*Given instruction 1*: Extract every line of the entries that contains the string "young".

*Excerpt to read*:
***
2. The method as claimed in claim 1, wherein the one or more tables comprises one or more simple tables, one or more medium tables and one or more complex tables.
3. The method as claimed in claim 1, wherein the past data comprises a number of the one or more tables of different complexities contained in the one or more requests, the effort required for completing the one or more requests of the client and an amount of money charged to the client for testing each of the one or more requests.
4. The method as claimed in claim 1, wherein the complexities of the one or more tables are determined based on a plurality of criteria.
5. The method as claimed in claim 4, wherein the plurality of criteria comprise a number of source files for a table, a number of modifications to the table and a number of fields in the table.
6. The method as claimed in claim 1, wherein the effort is estimated based on a time required to test the one or more tables of different complexities.
7. The method as claimed in claim 1, wherein the cost for testing the single table unit is estimated based on a total number of the one or more tables of different complexities and a total amount of money charged to the client in the past for testing the one or more requests.
8. A system for estimating a cost for one or more system testing request in a data warehouse environment for a client based on a single table unit comprising: a processor in operable communication with a processor readable storage medium, the processor readable storage medium containing one or more programming instructions whereby the processor is configured to implement: a data collection module configured to collect past data of one or more requests of the client for testing; a table complexity identification module configured to identify one or more tables of different complexities from the past data; an effort estimation module configured to estimate an effort required to test the one or more tables of different complexities; a table unit conversion module configured to convert the one or more tables into the single table unit based on the effort required to test the one or more tables of different complexities; and a cost estimation module configured to determine the price for testing the single table unit based on the past data.
***
*Task data*:
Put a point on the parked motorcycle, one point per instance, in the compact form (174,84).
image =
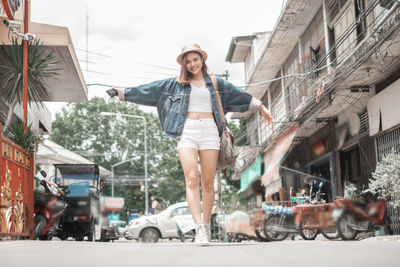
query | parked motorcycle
(48,208)
(356,216)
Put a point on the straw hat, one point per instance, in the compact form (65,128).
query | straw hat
(191,48)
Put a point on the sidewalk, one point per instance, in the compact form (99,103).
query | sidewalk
(382,238)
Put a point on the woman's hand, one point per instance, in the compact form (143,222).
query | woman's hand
(266,114)
(112,92)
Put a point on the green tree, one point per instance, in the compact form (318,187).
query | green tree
(103,139)
(41,64)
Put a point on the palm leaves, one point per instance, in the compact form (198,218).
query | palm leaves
(25,139)
(41,64)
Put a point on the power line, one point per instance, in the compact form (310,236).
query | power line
(126,60)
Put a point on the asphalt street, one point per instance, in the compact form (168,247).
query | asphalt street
(369,252)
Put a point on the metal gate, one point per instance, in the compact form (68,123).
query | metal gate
(386,143)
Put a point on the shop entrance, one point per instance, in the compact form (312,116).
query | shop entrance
(323,167)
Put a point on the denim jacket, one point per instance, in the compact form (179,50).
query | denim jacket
(172,100)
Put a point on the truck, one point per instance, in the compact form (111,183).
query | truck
(82,218)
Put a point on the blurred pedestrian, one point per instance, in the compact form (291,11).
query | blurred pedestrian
(188,111)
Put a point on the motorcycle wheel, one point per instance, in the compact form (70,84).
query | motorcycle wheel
(272,235)
(307,234)
(40,223)
(346,232)
(149,235)
(91,235)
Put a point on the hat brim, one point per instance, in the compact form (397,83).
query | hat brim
(179,59)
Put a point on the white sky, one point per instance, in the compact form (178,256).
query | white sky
(153,32)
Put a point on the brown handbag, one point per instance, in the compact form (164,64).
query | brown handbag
(226,153)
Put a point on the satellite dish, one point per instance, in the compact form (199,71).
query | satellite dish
(354,124)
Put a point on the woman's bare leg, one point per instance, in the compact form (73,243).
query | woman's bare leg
(208,164)
(189,158)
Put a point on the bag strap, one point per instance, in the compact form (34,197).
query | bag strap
(221,111)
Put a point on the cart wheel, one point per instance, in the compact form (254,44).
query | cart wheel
(40,223)
(330,234)
(269,223)
(307,234)
(344,226)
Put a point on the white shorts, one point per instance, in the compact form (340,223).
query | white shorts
(200,134)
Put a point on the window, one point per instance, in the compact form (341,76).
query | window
(361,23)
(315,61)
(335,7)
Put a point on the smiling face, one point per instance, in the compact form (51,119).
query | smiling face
(194,63)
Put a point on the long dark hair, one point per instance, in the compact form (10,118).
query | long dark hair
(185,76)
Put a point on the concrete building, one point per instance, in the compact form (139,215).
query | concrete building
(329,72)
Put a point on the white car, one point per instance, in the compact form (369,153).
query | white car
(120,227)
(150,228)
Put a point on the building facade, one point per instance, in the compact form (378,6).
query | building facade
(329,72)
(68,86)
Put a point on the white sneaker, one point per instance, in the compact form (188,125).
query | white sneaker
(208,231)
(201,235)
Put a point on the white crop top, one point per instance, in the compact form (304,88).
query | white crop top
(200,99)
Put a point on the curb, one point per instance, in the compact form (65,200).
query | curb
(383,238)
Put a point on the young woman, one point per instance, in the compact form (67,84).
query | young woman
(188,111)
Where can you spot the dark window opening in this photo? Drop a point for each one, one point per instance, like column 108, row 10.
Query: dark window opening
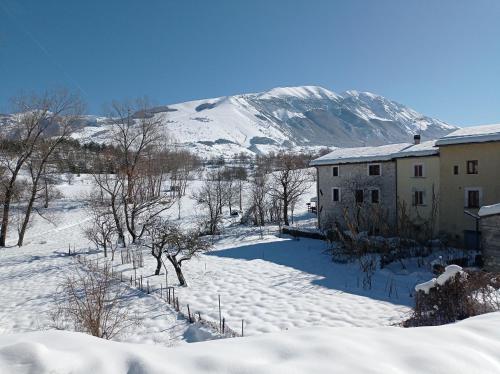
***
*Given instruction 2*: Decide whether each statement agrees with the patent claims above, and answer yes or no, quoting the deciding words of the claims. (a) Table complexity is judged partly by how many fields a table has. (b) Effort is estimated from the amount of money charged to the client. (c) The system includes a module that converts tables into a single table unit.

*Exercise result 1*:
Put a point on the young woman, one point per instance, in the compact form (67,84).
query | young woman

*Exercise result 2*:
(a) Yes: "a number of fields in the table"
(b) No: "the effort is estimated based on a time required to test the one or more tables of different complexities"
(c) Yes: "a table unit conversion module configured to convert the one or more tables into the single table unit"